[Start of Document text]

Danilo Bolaños, from Leiva, Narino, attempted murder November 19

Bolaños, a member of the Association of Campesino Workers of Nariño (Astracan), was on his motorcycle, returning from a meeting of local pro-peace groups, when a hitman riding on the back of another motorcycle fired six shots at him from a handgun. All missed. Verdad Abierta reports that he had not received any threats beforehand, “and the only thing he know of was a pamphlet with the ‘self-defense groups’’ initials that had circulated in Leiva, without mentioning either him or Astracan.”

Rodrigo Cabrera Cabrera, from Policarpa, Nariño, murdered November 20

Like many of the victims listed here, Cabrera was a member of the Marcha Patriótica. “As a member of the Marcha Patriótica, he actively supported diverse peace initiatives,” reports the Center for Historical Memory, including the designation of a village in Policarpa as a zone for FARC disarmament.

Cabrera had not been threatened before the 20th, when two masked men intercepted his motorcycle and shot him 12 times.

[End of Document text]

- Your tasks
a – In the account of attacks in Nariño, what was Danilo Bolaños returning from when he was shot at?
b – Carry on the account of attacks in Nariño from its final sentence.

[Start of Items]

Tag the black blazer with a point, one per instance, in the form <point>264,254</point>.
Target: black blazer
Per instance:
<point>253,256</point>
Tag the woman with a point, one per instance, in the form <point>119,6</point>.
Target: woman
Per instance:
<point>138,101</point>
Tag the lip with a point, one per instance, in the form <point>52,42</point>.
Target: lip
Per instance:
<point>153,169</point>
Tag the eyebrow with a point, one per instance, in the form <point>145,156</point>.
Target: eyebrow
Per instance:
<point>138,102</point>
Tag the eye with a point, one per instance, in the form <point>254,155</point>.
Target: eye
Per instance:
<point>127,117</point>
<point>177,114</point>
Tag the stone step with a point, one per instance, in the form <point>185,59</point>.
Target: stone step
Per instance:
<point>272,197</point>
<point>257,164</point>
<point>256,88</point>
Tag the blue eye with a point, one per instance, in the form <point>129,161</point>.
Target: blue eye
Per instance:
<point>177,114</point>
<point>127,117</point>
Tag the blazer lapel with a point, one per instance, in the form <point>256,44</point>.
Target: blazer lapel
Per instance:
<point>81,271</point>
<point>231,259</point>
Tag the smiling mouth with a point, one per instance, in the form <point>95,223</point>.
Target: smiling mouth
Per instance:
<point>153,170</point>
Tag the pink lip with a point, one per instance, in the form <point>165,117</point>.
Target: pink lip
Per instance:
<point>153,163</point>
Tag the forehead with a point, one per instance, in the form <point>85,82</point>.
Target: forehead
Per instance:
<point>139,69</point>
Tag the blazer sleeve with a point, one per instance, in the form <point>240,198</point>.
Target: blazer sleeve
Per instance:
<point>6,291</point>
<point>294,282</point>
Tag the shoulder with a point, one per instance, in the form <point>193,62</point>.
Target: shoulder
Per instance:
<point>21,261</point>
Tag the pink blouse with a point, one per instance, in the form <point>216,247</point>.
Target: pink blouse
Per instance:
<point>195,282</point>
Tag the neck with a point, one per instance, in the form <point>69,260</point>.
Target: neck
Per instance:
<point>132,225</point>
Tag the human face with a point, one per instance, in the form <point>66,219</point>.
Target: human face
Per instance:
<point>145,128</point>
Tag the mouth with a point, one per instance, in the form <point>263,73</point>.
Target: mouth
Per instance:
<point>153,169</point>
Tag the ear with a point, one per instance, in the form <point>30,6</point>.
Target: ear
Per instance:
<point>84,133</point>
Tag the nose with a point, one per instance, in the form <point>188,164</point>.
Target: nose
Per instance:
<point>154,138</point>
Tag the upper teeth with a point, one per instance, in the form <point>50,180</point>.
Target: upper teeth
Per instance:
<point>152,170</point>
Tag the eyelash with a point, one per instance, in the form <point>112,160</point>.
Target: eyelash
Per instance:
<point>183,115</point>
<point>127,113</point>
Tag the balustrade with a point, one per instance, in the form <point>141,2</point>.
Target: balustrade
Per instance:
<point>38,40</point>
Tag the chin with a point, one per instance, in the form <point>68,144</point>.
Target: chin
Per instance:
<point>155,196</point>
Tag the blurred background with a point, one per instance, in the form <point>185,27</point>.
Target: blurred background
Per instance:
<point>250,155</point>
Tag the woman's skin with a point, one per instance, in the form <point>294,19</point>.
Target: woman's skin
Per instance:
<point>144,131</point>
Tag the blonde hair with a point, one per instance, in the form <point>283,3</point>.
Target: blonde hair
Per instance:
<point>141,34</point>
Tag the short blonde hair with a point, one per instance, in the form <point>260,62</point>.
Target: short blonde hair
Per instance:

[End of Items]

- Final answers
a – A meeting of local pro-peace groups.

b –
Rather than push for an investigation, the mayor of Policarpa, Claudia Inés Cabrera (no relation), denied that the murder had any political motivation. The victim “isn’t recognized as a community leader,” she said. After a security meeting between the mayor and local law enforcement, a statement contended that Cabrera’s father said “he was apathetic about politics and had never belonged to a political group.” The victim’s father, Sergio Cabrera, told reporters that no, “he liked politics, but not too much. He was a man of peace.” Lizeth Moreno, a local Marcha Patriótica leader, noted that “in her communiqué, the mayor doesn’t even reject the homicide, she justifies it saying that Rodrigo presumably had a [criminal] past.”

Froidan Cortés Preciado, from Buenaventura, Valle del Cauca, murdered November 23

Cortés, a boat mechanic and member of the Marcha Patriótica and at least two local human rights networks, had been organizing protests against forced coca eradication in the rural zone of Buenaventura. A red boat with three black-clad men who were unfamiliar to eyewitnesses brought Cortés from his workshop to his home, where they shot him to death.

Marcelina Canacué, from Palermo, Huila, murdered November 25

Canacué, a 60-year-old member of her township’s Community Action Board and of the Marcha Patriótica, was shot three times on a road near her home. Though active, she was not considered a prominent social leader. “She was part of the Marcha Patriótica, one of those people who goes to all of the events and meetings,” an acquaintance told the Center for Historical Memory.

At a meeting with Huila’s governor the next day, local leaders denounced an increase in acts of vandalism and the presence of paramilitaries “hidden and poised to pounce” (agazapados). Police never arrived at the crime scene to investigate the killing. Canacué’s body remained on the roadside from 8:30 AM until 1:00 PM, when the funeral home came to recover it.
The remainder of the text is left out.